* WORK TO BE COMPLETED *
Transcribe every entry below word for word, but skip the pictures.

* DATA SUPPLIED *

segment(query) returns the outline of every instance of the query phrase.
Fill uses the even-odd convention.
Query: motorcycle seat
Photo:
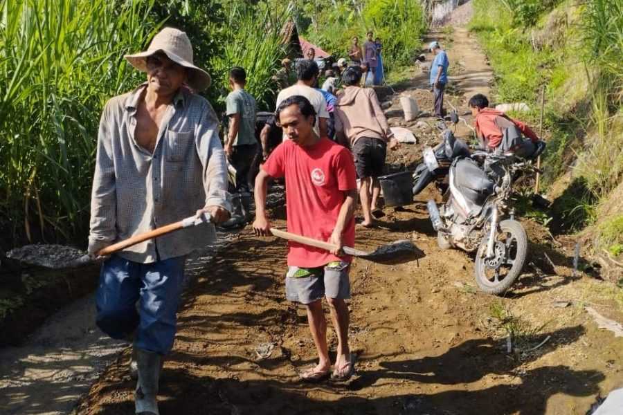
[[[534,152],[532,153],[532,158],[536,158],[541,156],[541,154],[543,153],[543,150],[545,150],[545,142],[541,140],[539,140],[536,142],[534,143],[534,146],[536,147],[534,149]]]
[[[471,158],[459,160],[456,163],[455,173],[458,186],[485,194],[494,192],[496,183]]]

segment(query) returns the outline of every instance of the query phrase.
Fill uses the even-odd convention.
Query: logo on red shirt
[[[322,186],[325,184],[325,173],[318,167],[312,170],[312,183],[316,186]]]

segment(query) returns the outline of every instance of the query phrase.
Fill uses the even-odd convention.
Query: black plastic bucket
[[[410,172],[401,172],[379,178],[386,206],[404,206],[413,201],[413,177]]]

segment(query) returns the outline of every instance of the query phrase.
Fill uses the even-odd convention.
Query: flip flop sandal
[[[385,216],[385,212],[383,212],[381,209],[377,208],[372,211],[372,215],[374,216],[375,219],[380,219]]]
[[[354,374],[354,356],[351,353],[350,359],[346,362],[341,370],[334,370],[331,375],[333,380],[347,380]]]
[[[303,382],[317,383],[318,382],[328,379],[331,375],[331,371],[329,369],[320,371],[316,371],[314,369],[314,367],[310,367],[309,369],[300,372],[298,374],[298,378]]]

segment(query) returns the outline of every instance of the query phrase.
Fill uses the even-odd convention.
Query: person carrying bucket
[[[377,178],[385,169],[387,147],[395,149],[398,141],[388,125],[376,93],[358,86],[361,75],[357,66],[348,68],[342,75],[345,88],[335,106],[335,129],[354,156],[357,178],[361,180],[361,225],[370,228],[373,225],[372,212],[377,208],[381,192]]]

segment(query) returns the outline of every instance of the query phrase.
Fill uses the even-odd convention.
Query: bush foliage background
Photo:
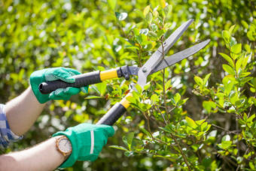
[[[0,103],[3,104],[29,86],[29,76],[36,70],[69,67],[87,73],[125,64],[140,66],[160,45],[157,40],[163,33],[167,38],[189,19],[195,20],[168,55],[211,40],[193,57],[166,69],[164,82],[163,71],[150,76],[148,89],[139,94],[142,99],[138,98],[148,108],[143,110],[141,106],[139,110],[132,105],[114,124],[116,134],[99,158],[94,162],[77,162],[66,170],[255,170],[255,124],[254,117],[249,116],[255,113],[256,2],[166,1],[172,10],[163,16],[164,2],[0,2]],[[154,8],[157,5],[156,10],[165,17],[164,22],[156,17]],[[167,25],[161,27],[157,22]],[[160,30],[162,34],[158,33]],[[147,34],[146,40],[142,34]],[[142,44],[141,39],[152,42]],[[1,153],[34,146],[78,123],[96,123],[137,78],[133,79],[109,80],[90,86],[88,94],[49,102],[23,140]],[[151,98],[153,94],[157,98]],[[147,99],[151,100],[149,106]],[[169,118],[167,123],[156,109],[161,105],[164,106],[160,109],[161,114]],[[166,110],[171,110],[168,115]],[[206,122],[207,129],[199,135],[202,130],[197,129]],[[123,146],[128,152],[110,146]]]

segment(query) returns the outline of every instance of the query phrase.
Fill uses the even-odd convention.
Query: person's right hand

* FINISHED TASK *
segment(query) returns the outline of every instance of the query phrase.
Fill uses the even-odd convention.
Query: motorcycle seat
Photo:
[[[534,152],[532,153],[532,158],[536,158],[541,156],[541,154],[543,153],[543,150],[545,150],[545,142],[541,140],[539,140],[536,142],[534,143],[534,146],[536,147],[534,149]]]
[[[471,158],[459,160],[456,163],[455,173],[458,186],[485,194],[494,192],[496,183]]]

segment(query) returns the outline of every instance of the query phrase.
Fill uses the even-odd convention.
Query: logo on red shirt
[[[322,186],[325,184],[325,173],[318,167],[312,170],[312,183],[316,186]]]

segment(query) returns the outline of every instance of the query phrase.
Fill uses the even-odd convention.
Query: black plastic bucket
[[[410,172],[401,172],[379,178],[386,206],[404,206],[413,201],[413,177]]]

segment(query) returns the outline of every instance of the query phrase.
Fill uses the even-odd convention.
Query: flip flop sandal
[[[385,216],[385,212],[383,212],[381,209],[377,208],[372,211],[372,215],[374,216],[375,219],[380,219]]]
[[[354,374],[354,356],[351,353],[350,359],[346,362],[341,370],[334,370],[331,375],[333,380],[347,380]]]
[[[303,382],[317,383],[318,382],[328,379],[331,375],[331,371],[329,369],[320,371],[316,371],[314,369],[314,367],[310,367],[309,369],[300,372],[298,374],[298,378]]]

segment(query) returns the outline of every instance of the query phrase.
Fill uses the even-odd convention.
Query: person carrying bucket
[[[377,178],[385,169],[387,147],[395,149],[398,141],[388,125],[376,93],[358,86],[361,75],[357,66],[348,68],[342,75],[345,88],[335,106],[335,129],[354,156],[357,178],[361,180],[361,225],[370,228],[373,225],[372,212],[377,208],[381,192]]]

segment(query) returns the outline of every instance of the query phrase.
Fill uses the even-odd convention.
Query: bush foliage background
Photo:
[[[0,103],[3,104],[29,86],[29,76],[36,70],[69,67],[87,73],[125,64],[140,66],[160,45],[157,40],[163,33],[167,38],[189,19],[195,20],[168,55],[211,40],[193,57],[166,69],[164,82],[163,71],[150,76],[148,89],[139,94],[142,99],[138,98],[148,108],[143,110],[141,106],[139,110],[132,105],[114,124],[116,134],[99,158],[94,162],[77,162],[66,170],[255,170],[255,124],[254,117],[249,116],[255,113],[256,2],[166,1],[172,10],[163,16],[164,2],[0,2]],[[154,8],[157,5],[156,10],[165,17],[164,22],[156,17]],[[167,25],[161,27],[157,22]],[[160,30],[162,34],[158,33]],[[147,34],[146,40],[142,34]],[[142,44],[141,39],[152,42]],[[1,153],[34,146],[78,123],[96,123],[137,78],[133,79],[109,80],[90,86],[88,94],[49,102],[23,140]],[[151,98],[153,94],[157,98]],[[147,99],[151,100],[149,106]],[[169,118],[167,123],[156,109],[161,105],[164,106],[160,109],[161,114]],[[166,110],[171,110],[168,115]],[[206,122],[207,129],[199,135],[202,130],[197,129]],[[123,146],[128,152],[110,146]]]

segment(query) returns the outline of every instance of the query phrase.
Fill uses the even-odd convention.
Query: person's right hand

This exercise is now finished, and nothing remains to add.